--- start Records to process ---
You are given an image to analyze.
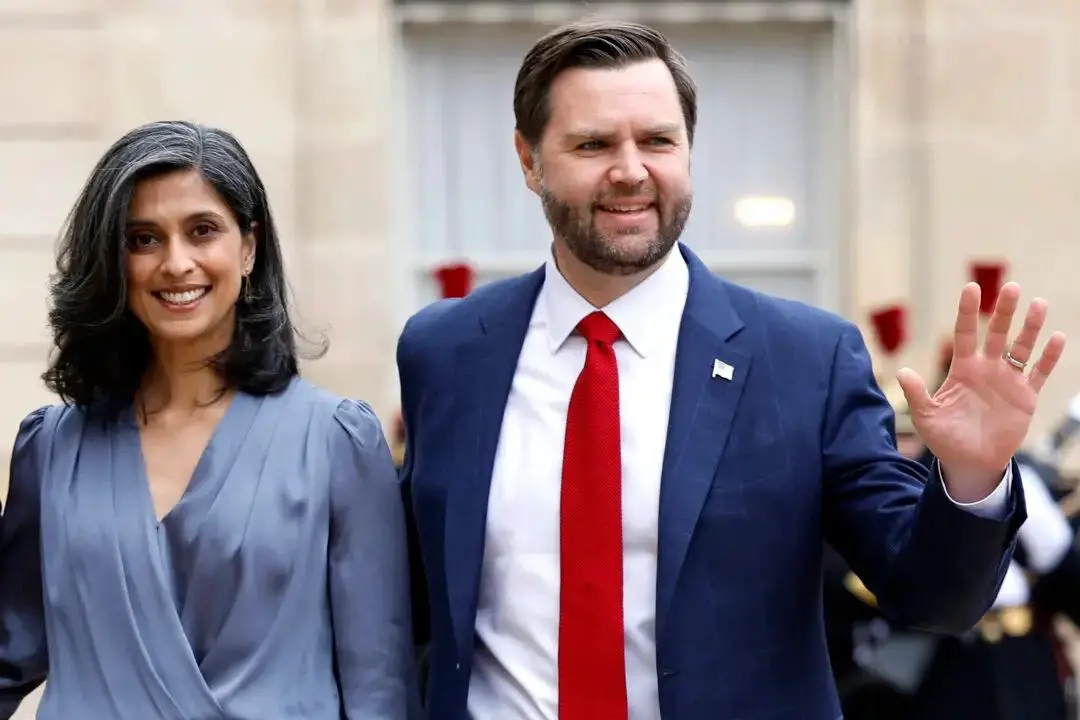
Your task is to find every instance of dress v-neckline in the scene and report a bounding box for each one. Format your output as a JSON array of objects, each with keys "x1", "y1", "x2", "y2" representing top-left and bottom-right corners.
[{"x1": 126, "y1": 392, "x2": 244, "y2": 531}]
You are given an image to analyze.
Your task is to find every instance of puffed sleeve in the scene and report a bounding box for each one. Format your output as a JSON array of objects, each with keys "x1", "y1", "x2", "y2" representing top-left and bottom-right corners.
[
  {"x1": 0, "y1": 408, "x2": 49, "y2": 718},
  {"x1": 329, "y1": 400, "x2": 420, "y2": 720}
]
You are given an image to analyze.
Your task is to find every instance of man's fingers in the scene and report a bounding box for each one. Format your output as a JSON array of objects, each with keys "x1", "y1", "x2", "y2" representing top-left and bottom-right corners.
[{"x1": 953, "y1": 283, "x2": 982, "y2": 359}]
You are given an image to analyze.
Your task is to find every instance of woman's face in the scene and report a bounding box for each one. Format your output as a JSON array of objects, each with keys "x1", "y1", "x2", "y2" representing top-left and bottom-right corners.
[{"x1": 124, "y1": 169, "x2": 255, "y2": 354}]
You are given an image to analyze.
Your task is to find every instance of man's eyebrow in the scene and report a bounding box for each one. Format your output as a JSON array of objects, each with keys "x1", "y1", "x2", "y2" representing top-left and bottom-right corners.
[{"x1": 567, "y1": 123, "x2": 683, "y2": 140}]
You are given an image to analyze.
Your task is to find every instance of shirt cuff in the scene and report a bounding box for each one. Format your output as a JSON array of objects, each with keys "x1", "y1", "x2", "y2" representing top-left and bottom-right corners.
[{"x1": 937, "y1": 462, "x2": 1012, "y2": 520}]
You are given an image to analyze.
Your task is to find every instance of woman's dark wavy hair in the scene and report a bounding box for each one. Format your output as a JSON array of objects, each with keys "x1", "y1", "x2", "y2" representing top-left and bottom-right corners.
[{"x1": 42, "y1": 122, "x2": 325, "y2": 416}]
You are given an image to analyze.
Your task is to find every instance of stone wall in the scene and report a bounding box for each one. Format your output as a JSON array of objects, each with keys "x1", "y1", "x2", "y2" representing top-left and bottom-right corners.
[
  {"x1": 0, "y1": 0, "x2": 400, "y2": 500},
  {"x1": 0, "y1": 0, "x2": 1080, "y2": 717},
  {"x1": 851, "y1": 0, "x2": 1080, "y2": 468}
]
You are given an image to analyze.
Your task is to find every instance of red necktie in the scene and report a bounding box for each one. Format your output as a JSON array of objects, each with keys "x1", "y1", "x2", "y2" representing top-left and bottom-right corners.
[{"x1": 558, "y1": 312, "x2": 627, "y2": 720}]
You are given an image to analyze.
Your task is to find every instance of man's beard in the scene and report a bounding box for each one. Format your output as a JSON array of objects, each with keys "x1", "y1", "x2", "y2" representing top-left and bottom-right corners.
[{"x1": 540, "y1": 184, "x2": 693, "y2": 275}]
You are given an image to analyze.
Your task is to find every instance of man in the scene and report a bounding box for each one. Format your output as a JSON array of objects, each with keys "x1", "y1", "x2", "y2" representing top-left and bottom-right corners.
[
  {"x1": 826, "y1": 345, "x2": 1080, "y2": 720},
  {"x1": 397, "y1": 23, "x2": 1064, "y2": 720},
  {"x1": 897, "y1": 345, "x2": 1080, "y2": 720}
]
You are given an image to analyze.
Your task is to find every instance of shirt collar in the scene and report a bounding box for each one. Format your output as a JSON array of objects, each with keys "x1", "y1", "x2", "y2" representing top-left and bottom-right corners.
[{"x1": 538, "y1": 245, "x2": 690, "y2": 357}]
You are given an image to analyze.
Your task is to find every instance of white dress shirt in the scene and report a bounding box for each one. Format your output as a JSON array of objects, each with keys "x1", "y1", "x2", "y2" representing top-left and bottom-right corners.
[{"x1": 469, "y1": 247, "x2": 1008, "y2": 720}]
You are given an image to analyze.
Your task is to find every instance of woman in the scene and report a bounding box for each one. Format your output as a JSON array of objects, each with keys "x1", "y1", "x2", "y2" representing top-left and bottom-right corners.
[{"x1": 0, "y1": 122, "x2": 417, "y2": 720}]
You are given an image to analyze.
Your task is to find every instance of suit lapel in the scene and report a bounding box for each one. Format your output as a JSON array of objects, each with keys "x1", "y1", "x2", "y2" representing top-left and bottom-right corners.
[
  {"x1": 444, "y1": 268, "x2": 543, "y2": 656},
  {"x1": 657, "y1": 247, "x2": 753, "y2": 638}
]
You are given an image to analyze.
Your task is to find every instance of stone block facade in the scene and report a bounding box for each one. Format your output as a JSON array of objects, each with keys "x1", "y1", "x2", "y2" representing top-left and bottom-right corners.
--- end Records to process ---
▸ **Work required**
Report each line of the material that contains the word "woman", copying every such line in full.

▸ **Answer for this exercise**
Your task is to find every instance of woman's face in the scene and report a bounding box for each one. Format your output as a JSON array of objects, each with keys "x1", "y1", "x2", "y2" representing top-left and bottom-right corners.
Your task is to find every instance of woman's dark wavy hair in the scene and report a bounding box for each one. Format your output as a JSON array of objects, each with keys "x1", "y1", "x2", "y2" representing top-left and bottom-right corners.
Your task is to find every instance of woman in the scene and report a bounding box for each one. Format your output as a JSON array of objects, each with keys "x1", "y1", "x2", "y2" representing top-left and bottom-right corners.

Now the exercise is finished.